» **PROBLEM TO WORK ON**
Search the records below for "Target"; copy each line that has it.

» **RECORDS PROVIDED**
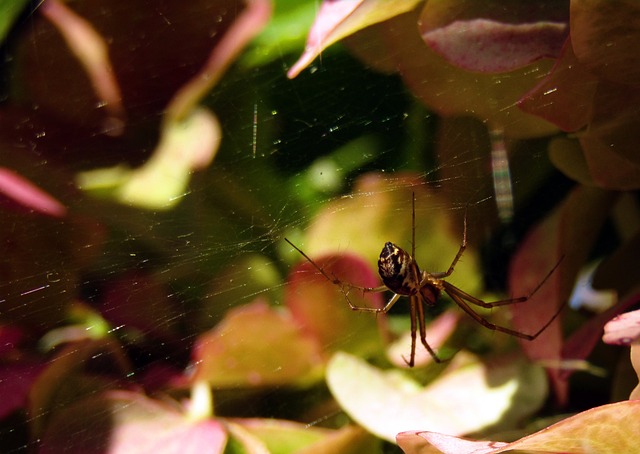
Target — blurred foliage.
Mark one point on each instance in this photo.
(154, 156)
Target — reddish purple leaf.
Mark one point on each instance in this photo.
(27, 194)
(623, 329)
(490, 46)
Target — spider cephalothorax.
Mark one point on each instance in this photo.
(401, 275)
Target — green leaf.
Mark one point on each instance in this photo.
(461, 401)
(9, 12)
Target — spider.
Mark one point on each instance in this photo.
(401, 275)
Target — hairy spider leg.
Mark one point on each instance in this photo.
(417, 312)
(335, 281)
(461, 298)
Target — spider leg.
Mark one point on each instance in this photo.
(461, 250)
(460, 301)
(423, 331)
(478, 302)
(450, 288)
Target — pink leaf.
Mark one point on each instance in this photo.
(609, 429)
(491, 46)
(28, 194)
(623, 329)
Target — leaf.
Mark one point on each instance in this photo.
(255, 345)
(607, 429)
(450, 90)
(65, 379)
(635, 362)
(460, 401)
(29, 195)
(438, 331)
(9, 11)
(488, 46)
(322, 310)
(124, 422)
(605, 38)
(379, 210)
(580, 216)
(161, 182)
(285, 436)
(623, 329)
(338, 19)
(565, 96)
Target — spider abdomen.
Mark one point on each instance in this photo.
(398, 270)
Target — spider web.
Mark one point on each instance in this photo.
(290, 150)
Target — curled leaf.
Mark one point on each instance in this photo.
(462, 401)
(607, 429)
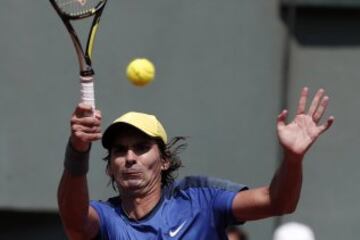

» **RESULT**
Target — blurred foliage.
Target — reddish purple leaf.
Target — spider cephalothorax.
Target — green leaf.
Target — spider.
Target — hairy spider leg.
Target — spider leg.
Target — pink leaf.
Target — leaf.
Target — spider abdomen.
Target — spider web.
Target — curled leaf.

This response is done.